# ЦИТИРУЕМЫЙ ТЕКСТ:
Спектакль «1968. Новый мир» Дмитрия Волкострелова на Таганке начинается с детально воссозданных зарисовок милой шестидесятнической повседневности: девушки неспешно варят суп, наносят на ресницы сухую тушь, печатают на машинке, ребята учат гитарные переборы и разбирают шахматные партии. Костюмы, говорят, создавали по выкройкам из журналов того времени. Деревянная стена-занавес оставляет актерам только узкую полоску авансцены для игры, копируя боковые стены зрительного зала и отсылая к истории Таганки, зародившейся именно тогда (художники Ксения Перетрухина и Леша Лобанов). На несколько минут, пока длится сцена, впадаешь в иллюзию, что спектакль будет о времени, о 60-х, о людях той эпохи, эпохи, как нам кажется, расцвета. Вспоминается «Звук тишины» Алвиса Херманиса, и зритель потихоньку начинает погружаться в нирвану предощущения театральной «Оттепели».
Впечатление это скоро рассеивается. Одиночные этюды служат прологом-обманкой к спектаклю «с эпилогом»: псевдоизображение в документальном стиле предваряет исследование псевдодументального стиля в изображении.
Герой этого спектакля — язык художественных и публицистических текстов 60-х. Дискурс, бывший фоном происходящих событий, существовавший одновременно с Прагой и танками, с Парижем и студенческой революцией, с Таганкой и ее внутренним сопротивлением. И этот дискурс никак не отражает эту реальность, внушая и симулируя, что «ничего не происходит» — таков и титр к первой части. Возникающий в спектакле как иронический комментарий к длящемуся отсутствию развития сценического действия, этот титр служит блестящим примером косвенного речевого акта: описательное по форме, высказывание носит прескриптивный характер, закладывая ориентацию на отсутствие реального действия в мире персонажей, на соответствие системе. Вот и во второй сцене спектакля в видеопроекции фильма Михаила Калика «Любить» герой говорит, что «человек должен жить так, как будто кругом ничего не меняется».

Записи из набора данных
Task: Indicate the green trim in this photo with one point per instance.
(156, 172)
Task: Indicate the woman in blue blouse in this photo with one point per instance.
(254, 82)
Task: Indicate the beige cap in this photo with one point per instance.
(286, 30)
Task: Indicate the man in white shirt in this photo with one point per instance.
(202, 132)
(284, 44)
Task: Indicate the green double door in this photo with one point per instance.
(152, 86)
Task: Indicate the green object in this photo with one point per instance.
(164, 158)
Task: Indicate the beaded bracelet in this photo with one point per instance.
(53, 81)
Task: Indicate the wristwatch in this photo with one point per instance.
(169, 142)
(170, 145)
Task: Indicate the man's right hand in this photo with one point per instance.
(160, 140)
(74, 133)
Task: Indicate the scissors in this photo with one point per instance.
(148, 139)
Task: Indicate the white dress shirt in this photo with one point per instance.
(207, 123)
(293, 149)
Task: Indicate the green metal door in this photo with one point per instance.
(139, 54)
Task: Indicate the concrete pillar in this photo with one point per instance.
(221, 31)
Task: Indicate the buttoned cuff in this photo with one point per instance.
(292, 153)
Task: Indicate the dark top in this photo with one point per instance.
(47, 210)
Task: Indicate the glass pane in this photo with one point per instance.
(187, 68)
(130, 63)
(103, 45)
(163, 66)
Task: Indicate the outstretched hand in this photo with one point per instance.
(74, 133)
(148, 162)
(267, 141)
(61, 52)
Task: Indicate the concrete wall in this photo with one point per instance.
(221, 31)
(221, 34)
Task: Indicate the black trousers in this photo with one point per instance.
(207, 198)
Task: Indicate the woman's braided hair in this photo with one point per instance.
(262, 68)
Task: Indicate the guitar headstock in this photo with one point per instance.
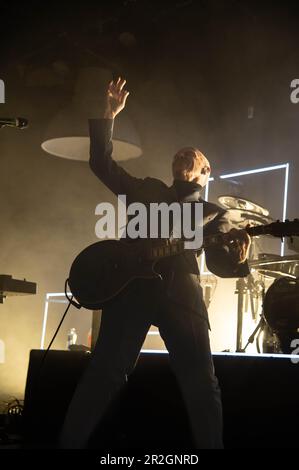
(277, 229)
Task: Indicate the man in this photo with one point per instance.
(175, 305)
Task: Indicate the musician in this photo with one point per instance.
(175, 305)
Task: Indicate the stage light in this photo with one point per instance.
(284, 166)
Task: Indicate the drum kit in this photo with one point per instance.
(279, 318)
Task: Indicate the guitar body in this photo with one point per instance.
(104, 269)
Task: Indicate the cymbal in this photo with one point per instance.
(233, 202)
(242, 218)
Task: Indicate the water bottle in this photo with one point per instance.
(71, 338)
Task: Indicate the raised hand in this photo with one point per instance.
(116, 98)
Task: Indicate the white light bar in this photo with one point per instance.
(257, 170)
(284, 166)
(264, 355)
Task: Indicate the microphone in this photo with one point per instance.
(20, 123)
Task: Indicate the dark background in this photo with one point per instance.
(193, 68)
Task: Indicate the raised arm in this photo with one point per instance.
(101, 130)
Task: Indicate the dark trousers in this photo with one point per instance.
(124, 326)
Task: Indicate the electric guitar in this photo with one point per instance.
(105, 268)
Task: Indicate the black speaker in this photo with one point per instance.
(149, 409)
(259, 394)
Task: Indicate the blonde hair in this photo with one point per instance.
(188, 163)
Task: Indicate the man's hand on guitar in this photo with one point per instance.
(116, 98)
(239, 244)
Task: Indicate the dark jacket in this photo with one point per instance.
(149, 190)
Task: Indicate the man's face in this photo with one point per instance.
(189, 164)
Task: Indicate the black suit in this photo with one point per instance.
(175, 305)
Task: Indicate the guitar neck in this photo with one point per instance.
(166, 247)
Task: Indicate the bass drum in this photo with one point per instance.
(281, 310)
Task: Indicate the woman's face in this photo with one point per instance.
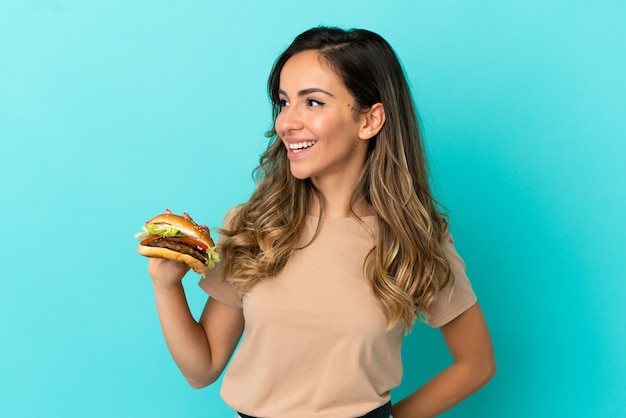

# ЗАДАНИЯ:
1. Выведите без изменений строки записей от строки с «Task: Indicate the guitar neck» до конца записей включительно. Картинки в ответ не включайте.
2. Продолжите текст о спектакле «1968. Новый мир» после его последнего предложения.
Текст и записи взяты из разных источников.

# ОТВЕТЫ ПО ЗАДАНИЯМ:
1.
Task: Indicate the guitar neck in this photo with one point per instance.
(166, 247)
Task: Indicate the bass drum in this photo with one point per instance.
(281, 310)
Task: Indicate the woman's face in this photo with one point per instance.

2.
В девятой части, наступающей сразу за первой, вымышленные и невымышленные герои фильма Калика «говорят о любви». «Ты мокрый и чокнутый. — А ты? — Нормальная, серая»; «Это наша земля. — Круглая. — А я всю жизнь только в Москве. … Подснежники действительно растут под снегом?»; «Ты меня не любишь, а целуешь. Зачем, непонятно. — Что за детский вопрос? Приятно. А что, нельзя целоваться? — Ну если приятно, Игорь, господи, конечно можно!». Эти диалоги, снятые в фильме с любовью и обаянием свободы и искренности под музыку Таривердиева, пугают в спектакле своей бессмысленностью и искусственностью. Транслируемые ответы реальных прохожих на вопрос «Что такое любовь?» вызывают, с одной стороны, добрый смех («Про любовь? А что я могу сказать про любовь? Я служу в советской армии»), с другой — ужас перед клишированностью речи и явным желанием сказать так, как надо («Да, любовь — это действительно прекрасное чувство, достойное советского человека», «Любовь — это такое очень возвышенное чувство, которое, может быть, стоит сразу после патриотизма»). Действительно эти люди так думают или говорят только на микрофон?
В шестой (по порядку — третьей), самой протяженной части спектакля артисты произносят отдельные фрагменты из текстов «Нового мира» за 1968 год. Публицистика, литература, социология. В конце спектакля прогонят список цитируемых материалов. Он огромен, но все они сливаются в одну вязкую массу, от перемены мест слагаемых в которой ничего не поменяется, и можно соединять начало одного куска с концом другого, — стиль будет тот же. Скоро бросаешь попытки вслушаться в смысл чеканных фраз, впадая в транс от этого крошева слов. В этом журнале печатались — мы знаем — настоящие жемчужины, но многие ли улавливали их за подобным информационным шумом?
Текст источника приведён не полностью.